-- START Given information --

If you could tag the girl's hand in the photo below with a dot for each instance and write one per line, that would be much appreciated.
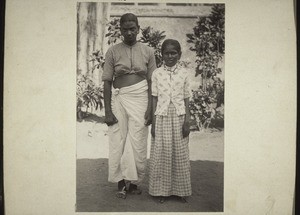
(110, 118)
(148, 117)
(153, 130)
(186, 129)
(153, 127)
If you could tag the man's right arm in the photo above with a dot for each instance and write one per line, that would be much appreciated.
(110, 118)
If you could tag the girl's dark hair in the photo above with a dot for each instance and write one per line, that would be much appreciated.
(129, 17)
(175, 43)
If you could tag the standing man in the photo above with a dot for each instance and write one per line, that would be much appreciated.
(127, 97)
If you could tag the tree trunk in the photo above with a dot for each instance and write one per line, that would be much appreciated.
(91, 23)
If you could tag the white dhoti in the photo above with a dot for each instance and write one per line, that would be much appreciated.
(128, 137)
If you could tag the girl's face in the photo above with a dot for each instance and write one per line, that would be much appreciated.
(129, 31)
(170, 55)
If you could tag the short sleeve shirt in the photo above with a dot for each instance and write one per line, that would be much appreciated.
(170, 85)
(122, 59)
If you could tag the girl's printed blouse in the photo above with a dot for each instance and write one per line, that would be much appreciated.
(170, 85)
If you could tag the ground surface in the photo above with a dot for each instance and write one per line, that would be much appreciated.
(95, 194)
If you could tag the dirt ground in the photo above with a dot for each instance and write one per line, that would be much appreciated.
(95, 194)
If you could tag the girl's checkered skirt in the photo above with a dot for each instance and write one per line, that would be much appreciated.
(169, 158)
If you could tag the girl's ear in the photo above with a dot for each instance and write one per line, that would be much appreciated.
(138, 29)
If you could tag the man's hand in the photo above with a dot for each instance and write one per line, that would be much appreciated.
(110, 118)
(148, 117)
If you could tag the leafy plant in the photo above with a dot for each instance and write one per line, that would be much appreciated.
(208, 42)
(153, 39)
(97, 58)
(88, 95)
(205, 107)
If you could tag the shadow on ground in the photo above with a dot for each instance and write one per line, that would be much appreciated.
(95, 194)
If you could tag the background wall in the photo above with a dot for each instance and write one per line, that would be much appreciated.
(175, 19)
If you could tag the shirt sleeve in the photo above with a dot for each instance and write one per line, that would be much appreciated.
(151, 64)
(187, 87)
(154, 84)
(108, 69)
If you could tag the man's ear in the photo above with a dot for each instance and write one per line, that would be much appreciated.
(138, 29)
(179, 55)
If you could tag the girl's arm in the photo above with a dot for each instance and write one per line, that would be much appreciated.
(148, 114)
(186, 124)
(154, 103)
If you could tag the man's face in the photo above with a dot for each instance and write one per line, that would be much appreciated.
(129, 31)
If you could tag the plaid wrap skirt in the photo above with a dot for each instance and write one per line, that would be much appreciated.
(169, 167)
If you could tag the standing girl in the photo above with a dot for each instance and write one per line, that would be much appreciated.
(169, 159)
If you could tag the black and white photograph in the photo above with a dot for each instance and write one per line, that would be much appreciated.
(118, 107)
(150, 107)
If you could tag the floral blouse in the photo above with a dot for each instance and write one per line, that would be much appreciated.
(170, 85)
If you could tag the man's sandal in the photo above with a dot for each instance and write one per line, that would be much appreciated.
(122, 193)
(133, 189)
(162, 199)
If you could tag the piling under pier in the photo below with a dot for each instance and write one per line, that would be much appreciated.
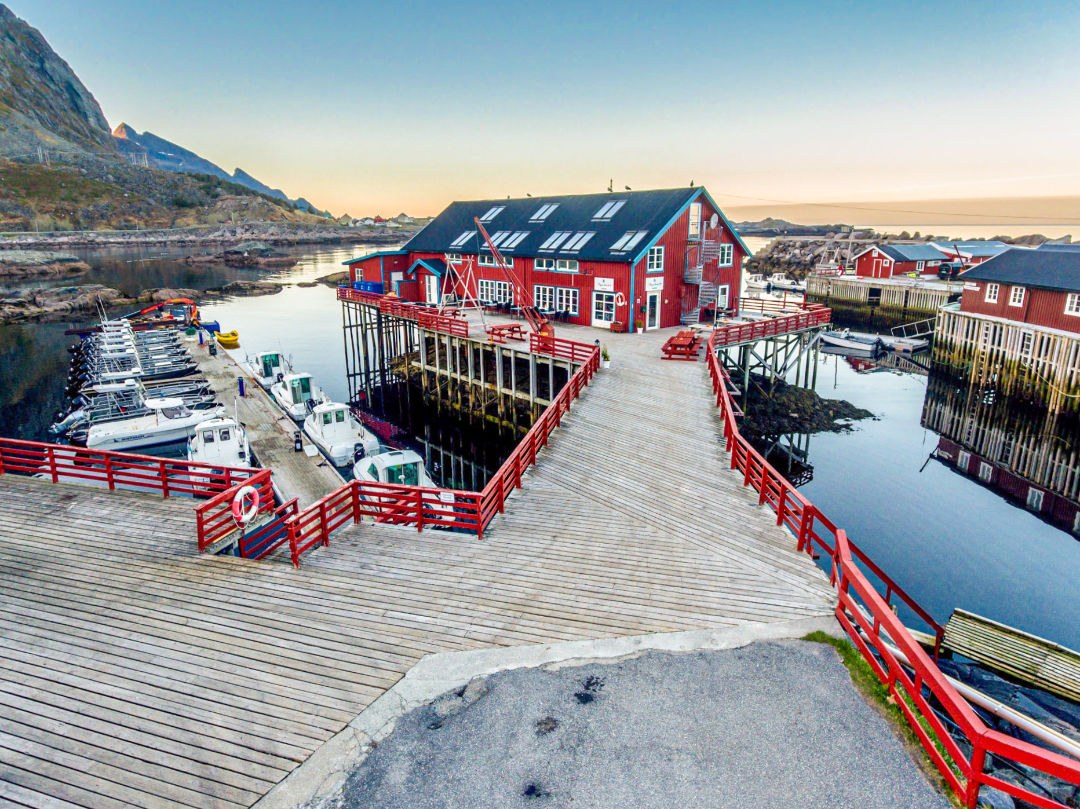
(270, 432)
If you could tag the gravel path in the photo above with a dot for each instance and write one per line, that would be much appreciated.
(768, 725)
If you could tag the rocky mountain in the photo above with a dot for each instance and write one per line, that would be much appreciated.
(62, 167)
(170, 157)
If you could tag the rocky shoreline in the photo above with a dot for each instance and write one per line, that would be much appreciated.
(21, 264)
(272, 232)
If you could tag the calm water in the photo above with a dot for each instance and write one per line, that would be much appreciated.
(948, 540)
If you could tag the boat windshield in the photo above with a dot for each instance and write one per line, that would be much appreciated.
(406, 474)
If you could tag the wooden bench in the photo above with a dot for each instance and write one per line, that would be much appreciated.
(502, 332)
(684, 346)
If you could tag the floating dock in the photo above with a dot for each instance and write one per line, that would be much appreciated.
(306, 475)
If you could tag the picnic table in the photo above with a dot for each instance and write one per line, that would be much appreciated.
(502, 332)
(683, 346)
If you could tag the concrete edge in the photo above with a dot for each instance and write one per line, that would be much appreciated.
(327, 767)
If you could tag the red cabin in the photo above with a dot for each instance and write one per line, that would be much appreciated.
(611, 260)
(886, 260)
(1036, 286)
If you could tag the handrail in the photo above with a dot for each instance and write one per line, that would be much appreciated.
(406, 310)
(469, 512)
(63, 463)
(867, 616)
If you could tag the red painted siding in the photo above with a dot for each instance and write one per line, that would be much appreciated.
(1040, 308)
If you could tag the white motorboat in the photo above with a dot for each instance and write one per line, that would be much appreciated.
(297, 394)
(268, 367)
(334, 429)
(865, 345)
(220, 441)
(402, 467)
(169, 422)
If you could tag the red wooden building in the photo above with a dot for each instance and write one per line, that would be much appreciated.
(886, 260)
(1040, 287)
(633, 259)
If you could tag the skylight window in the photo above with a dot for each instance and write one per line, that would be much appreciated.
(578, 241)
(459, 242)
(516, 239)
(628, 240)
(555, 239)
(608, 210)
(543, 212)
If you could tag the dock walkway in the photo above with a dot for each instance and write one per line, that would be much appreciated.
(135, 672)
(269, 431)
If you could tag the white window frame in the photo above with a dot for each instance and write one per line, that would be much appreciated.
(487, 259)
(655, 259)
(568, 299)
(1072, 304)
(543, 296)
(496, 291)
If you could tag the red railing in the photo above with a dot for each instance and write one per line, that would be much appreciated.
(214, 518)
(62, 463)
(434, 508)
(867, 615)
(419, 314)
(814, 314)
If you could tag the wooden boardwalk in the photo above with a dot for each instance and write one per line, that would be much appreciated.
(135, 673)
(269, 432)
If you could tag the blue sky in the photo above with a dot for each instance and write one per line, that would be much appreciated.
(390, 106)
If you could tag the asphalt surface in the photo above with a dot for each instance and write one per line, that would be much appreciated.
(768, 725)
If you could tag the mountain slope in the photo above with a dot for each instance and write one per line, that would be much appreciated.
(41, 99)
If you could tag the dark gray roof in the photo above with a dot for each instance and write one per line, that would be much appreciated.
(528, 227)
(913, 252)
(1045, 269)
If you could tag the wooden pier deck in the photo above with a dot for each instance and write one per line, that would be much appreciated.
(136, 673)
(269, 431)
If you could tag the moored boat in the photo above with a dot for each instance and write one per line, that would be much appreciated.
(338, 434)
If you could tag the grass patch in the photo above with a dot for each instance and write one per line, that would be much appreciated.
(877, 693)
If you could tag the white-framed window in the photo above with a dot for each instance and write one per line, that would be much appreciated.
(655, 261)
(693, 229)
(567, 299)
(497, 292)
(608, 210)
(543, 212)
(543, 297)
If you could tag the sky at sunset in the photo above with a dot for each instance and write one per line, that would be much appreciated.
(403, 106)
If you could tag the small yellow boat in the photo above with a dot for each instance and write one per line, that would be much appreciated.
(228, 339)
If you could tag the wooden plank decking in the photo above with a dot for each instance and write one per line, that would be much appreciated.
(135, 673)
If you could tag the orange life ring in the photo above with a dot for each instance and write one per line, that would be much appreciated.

-- END Given information --

Task to carry out:
Repeat the lines from the one containing "If you could tag the handrail" down to the one containing "(1040, 308)", switching "red painted siding" to "red wooden siding" and keeping everything else the same.

Final result:
If you could tag the handrail in the photo above with a dot for each instance and write one per line, that would be much appreciated.
(406, 310)
(469, 512)
(63, 463)
(867, 616)
If you could tag the red wooden siding in the photo above with a dot for each instance and write one per line, that would be much appreciated.
(1040, 308)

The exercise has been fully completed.